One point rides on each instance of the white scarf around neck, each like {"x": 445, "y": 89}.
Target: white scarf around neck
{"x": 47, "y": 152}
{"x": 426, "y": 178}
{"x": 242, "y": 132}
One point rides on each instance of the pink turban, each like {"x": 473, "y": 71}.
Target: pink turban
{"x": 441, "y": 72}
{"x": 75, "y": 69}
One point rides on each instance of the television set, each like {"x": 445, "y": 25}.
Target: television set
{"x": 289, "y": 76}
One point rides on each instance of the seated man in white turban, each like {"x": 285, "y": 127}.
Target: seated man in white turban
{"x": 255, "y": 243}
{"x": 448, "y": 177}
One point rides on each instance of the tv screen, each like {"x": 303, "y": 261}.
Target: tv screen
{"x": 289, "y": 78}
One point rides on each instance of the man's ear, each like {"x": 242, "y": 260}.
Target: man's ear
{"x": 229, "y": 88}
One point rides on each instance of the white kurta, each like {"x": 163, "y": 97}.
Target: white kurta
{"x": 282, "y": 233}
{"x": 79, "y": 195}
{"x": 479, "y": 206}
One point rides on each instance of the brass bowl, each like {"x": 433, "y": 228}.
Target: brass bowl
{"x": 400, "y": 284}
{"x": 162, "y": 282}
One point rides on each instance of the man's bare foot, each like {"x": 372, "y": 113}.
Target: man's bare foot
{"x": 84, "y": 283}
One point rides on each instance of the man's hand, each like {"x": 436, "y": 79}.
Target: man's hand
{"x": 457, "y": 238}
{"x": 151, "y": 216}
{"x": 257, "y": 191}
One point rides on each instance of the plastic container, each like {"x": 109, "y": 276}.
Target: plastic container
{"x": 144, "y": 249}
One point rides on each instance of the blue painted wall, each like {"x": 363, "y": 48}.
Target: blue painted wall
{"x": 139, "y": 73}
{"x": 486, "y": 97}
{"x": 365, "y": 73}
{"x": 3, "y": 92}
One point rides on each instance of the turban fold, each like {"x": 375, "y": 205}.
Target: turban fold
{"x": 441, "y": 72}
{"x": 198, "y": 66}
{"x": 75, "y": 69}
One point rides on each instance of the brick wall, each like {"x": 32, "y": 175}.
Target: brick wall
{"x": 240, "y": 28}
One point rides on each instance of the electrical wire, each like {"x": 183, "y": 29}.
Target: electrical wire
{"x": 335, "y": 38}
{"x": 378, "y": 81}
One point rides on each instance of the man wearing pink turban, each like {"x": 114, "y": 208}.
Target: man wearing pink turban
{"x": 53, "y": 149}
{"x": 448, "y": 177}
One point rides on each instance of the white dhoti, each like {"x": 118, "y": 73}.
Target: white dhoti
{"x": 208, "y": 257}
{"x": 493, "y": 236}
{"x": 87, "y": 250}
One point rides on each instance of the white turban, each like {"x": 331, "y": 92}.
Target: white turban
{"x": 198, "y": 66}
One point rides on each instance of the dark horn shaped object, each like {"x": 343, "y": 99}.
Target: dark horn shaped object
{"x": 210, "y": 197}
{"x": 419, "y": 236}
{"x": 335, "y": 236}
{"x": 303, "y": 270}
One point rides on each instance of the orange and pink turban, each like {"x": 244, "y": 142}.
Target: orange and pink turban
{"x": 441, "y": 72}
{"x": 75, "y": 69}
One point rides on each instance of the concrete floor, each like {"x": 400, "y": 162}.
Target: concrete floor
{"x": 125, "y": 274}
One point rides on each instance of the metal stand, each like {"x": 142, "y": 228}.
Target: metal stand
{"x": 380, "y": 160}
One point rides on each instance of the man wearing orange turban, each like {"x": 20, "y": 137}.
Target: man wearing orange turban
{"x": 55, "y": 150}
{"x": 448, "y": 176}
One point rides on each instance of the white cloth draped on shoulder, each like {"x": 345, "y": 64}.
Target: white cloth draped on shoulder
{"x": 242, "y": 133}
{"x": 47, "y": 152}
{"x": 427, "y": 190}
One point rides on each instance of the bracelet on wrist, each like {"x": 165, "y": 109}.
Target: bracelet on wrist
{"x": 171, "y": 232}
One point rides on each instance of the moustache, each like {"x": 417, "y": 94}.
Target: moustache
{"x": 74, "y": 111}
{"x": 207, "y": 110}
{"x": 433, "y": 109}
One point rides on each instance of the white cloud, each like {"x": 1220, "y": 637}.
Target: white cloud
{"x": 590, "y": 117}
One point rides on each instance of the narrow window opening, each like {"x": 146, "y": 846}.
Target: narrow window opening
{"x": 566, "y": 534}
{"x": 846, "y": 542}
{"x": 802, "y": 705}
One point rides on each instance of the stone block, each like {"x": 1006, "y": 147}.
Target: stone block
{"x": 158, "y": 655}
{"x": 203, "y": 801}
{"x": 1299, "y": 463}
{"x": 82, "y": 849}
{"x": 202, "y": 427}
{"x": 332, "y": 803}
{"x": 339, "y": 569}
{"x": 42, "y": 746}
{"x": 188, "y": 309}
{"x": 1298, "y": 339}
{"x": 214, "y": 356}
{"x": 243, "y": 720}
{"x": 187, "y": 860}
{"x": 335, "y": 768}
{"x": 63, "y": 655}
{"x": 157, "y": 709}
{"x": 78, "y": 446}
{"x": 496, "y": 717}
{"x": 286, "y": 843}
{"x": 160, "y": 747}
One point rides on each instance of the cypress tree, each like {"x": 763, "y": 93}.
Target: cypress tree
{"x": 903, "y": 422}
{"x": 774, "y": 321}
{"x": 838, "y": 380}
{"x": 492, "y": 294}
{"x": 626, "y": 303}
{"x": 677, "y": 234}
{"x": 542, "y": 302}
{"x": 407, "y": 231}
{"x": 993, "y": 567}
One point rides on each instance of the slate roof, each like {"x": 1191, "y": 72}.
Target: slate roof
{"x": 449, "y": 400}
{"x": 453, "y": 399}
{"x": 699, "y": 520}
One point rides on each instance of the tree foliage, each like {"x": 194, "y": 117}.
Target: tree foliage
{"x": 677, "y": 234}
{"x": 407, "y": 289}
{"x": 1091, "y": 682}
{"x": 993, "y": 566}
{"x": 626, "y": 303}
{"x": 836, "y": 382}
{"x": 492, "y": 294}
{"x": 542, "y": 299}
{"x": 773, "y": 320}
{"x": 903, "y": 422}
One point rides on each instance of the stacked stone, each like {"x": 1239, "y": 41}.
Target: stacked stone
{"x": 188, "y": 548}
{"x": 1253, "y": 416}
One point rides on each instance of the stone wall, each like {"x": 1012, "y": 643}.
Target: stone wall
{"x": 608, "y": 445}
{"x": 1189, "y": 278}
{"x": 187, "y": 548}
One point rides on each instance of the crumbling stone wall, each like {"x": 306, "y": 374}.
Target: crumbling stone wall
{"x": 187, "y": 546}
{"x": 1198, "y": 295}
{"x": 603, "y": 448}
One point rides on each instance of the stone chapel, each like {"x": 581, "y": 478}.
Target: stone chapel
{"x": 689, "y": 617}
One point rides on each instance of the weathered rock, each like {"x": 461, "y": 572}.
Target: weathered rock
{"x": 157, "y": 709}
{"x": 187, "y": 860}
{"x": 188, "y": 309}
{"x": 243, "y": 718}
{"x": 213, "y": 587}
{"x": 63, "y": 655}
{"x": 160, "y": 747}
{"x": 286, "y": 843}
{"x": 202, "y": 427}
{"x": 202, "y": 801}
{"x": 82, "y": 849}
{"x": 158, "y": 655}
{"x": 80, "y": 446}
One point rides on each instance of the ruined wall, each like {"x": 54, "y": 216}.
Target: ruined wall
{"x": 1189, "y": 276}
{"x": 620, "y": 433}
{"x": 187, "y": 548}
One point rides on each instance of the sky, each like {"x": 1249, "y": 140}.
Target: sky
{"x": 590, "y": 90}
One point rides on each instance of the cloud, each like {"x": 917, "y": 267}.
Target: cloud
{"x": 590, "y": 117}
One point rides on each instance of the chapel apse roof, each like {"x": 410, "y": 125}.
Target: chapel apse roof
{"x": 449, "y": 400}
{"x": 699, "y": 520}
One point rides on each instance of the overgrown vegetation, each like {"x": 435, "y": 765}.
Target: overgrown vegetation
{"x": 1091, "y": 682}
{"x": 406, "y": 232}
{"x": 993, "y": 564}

***

* Objective *
Output exactly the lines above, from the one holding "One point rides on each instance of the ruined" through the end of the data, including the first and last.

* Solution to this problem *
One point rides on each instance of the ruined wall, each like {"x": 54, "y": 216}.
Target: ruined wall
{"x": 1189, "y": 276}
{"x": 620, "y": 433}
{"x": 187, "y": 548}
One point rides on each instance of the sky, each like {"x": 1249, "y": 140}.
Target: sky
{"x": 590, "y": 90}
One point rides on each instance of the cloud, each like {"x": 917, "y": 267}.
Target: cloud
{"x": 590, "y": 117}
One point rides on each instance of the chapel apse roof, each like {"x": 410, "y": 125}.
Target: chapel apse roof
{"x": 449, "y": 400}
{"x": 699, "y": 520}
One point rides on each instance of the overgrown vegetation, each like {"x": 435, "y": 765}.
Target: overgrown vegetation
{"x": 1091, "y": 682}
{"x": 406, "y": 232}
{"x": 993, "y": 564}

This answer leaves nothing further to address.